- GIVEN PROBLEM:
Can you update the records below by changing every "Presence check" to "Detection check" and keeping everything else the same?

--- Start SUPPLIED MATERIAL ---

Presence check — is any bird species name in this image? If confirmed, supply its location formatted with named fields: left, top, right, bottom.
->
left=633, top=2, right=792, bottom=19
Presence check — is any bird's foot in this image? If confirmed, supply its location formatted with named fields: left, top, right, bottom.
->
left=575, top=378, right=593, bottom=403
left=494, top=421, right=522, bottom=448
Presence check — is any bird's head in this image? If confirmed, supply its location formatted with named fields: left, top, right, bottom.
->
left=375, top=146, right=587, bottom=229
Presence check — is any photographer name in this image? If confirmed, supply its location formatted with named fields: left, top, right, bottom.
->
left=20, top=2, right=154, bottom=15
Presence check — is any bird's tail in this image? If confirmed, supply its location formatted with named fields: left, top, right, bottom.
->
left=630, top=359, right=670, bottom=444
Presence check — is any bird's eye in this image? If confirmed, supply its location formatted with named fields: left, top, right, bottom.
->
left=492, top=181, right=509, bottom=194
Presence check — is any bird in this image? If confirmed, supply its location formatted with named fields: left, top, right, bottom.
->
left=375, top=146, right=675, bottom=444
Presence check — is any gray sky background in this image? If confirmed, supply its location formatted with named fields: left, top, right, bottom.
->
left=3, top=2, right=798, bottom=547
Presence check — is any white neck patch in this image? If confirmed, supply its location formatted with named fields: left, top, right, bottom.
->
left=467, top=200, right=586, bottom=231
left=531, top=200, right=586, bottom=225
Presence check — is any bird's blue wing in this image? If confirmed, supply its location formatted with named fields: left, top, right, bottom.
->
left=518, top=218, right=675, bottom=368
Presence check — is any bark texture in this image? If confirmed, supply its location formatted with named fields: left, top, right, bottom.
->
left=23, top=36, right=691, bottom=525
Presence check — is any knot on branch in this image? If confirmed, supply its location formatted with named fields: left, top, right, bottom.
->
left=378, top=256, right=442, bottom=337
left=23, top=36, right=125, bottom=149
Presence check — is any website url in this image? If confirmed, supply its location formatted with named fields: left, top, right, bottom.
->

--- End SUPPLIED MATERIAL ---

- SOLUTION TO THE PROBLEM:
Detection check — is any bird species name in this image? If confirmed, supply its location formatted with named fields: left, top, right, bottom.
->
left=633, top=2, right=792, bottom=19
Detection check — is any bird's foot in this image? If confirmed, supply its location formatted with named fields: left, top, right, bottom.
->
left=575, top=378, right=593, bottom=403
left=494, top=421, right=522, bottom=448
Detection check — is any bird's head in this image? If confirmed, supply its location formatted with named fields: left, top, right, bottom.
->
left=375, top=146, right=587, bottom=229
Detection check — is any photographer name in this image? If confirmed, supply its location formatted with named fields: left, top, right, bottom.
->
left=20, top=2, right=154, bottom=15
Detection check — is any bird's tail in this image? If confirmed, supply its location formatted with named fields: left, top, right, bottom.
->
left=630, top=359, right=670, bottom=444
Detection check — is any bird's eye in this image? If confirmed, supply its location formatted with named fields: left, top, right, bottom.
->
left=492, top=181, right=509, bottom=194
Detection check — is any bird in this image? If confirmed, supply its location formatted with named fields: left, top, right, bottom.
->
left=375, top=146, right=675, bottom=444
Detection check — is any gray sky background in this image? If confirmed, supply its location formatted with named fields: left, top, right, bottom.
->
left=3, top=2, right=798, bottom=547
Detection check — is any white neck patch in this image? If confirmed, supply its location formatted with named fields: left, top, right, bottom.
->
left=467, top=200, right=586, bottom=231
left=531, top=200, right=586, bottom=225
Detection check — is any bird's blue wing in this image? If confirmed, supply its location formatted with named fields: left, top, right, bottom.
->
left=518, top=218, right=675, bottom=368
Detection check — is any bark texture in this image? If confirmed, supply its location formatted with named fields: left, top, right, bottom.
->
left=23, top=36, right=691, bottom=525
Detection check — is any knot on branch in this image? If confirmed, supply its location formatted with named fields: left, top, right, bottom.
->
left=378, top=256, right=442, bottom=337
left=23, top=36, right=125, bottom=149
Detection check — is any website url in this image? If confirmed, supply its location formatted with named fields: left, top, right, bottom.
->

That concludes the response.